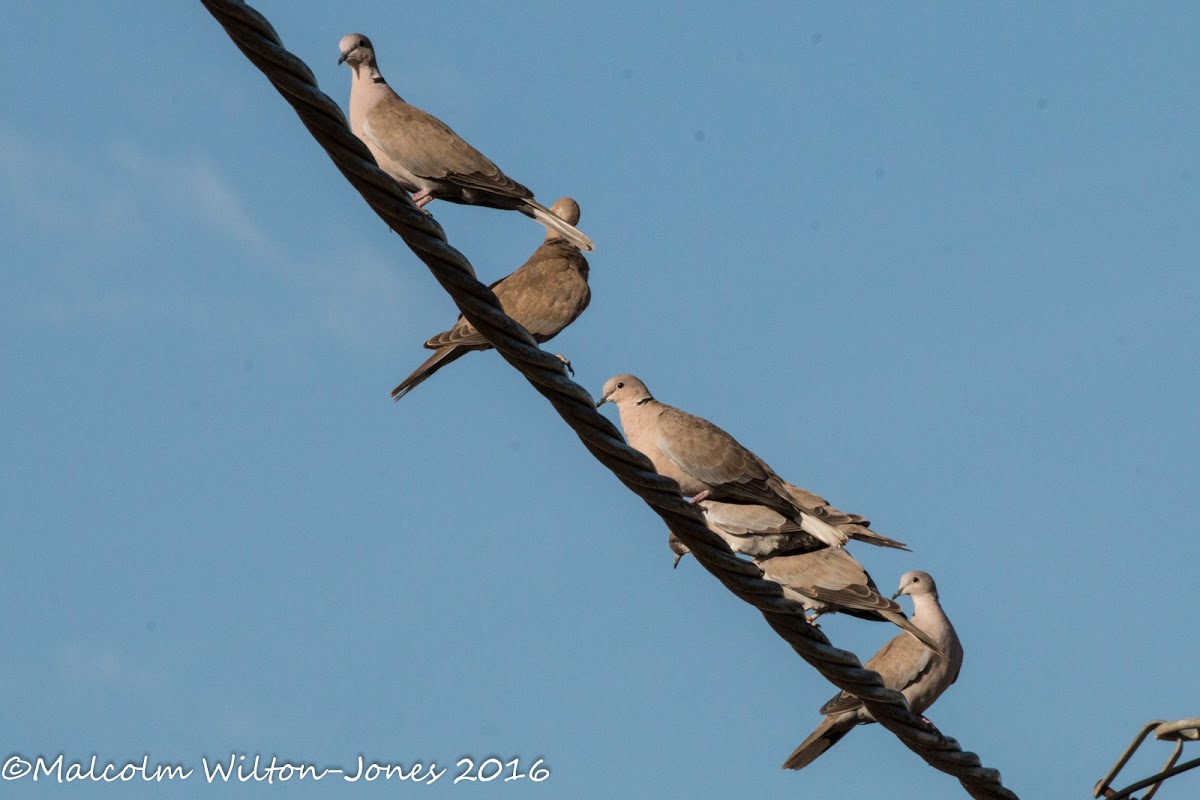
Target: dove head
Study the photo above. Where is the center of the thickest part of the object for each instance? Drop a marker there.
(355, 50)
(624, 391)
(916, 583)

• • • • •

**Work to be completed:**
Here the job is to print all the data exactly, skipping any image.

**Response:**
Target: dove head
Study the photo above. Where is the center of the thickest part of the object for each instance? Drop a marker there.
(355, 50)
(624, 391)
(916, 583)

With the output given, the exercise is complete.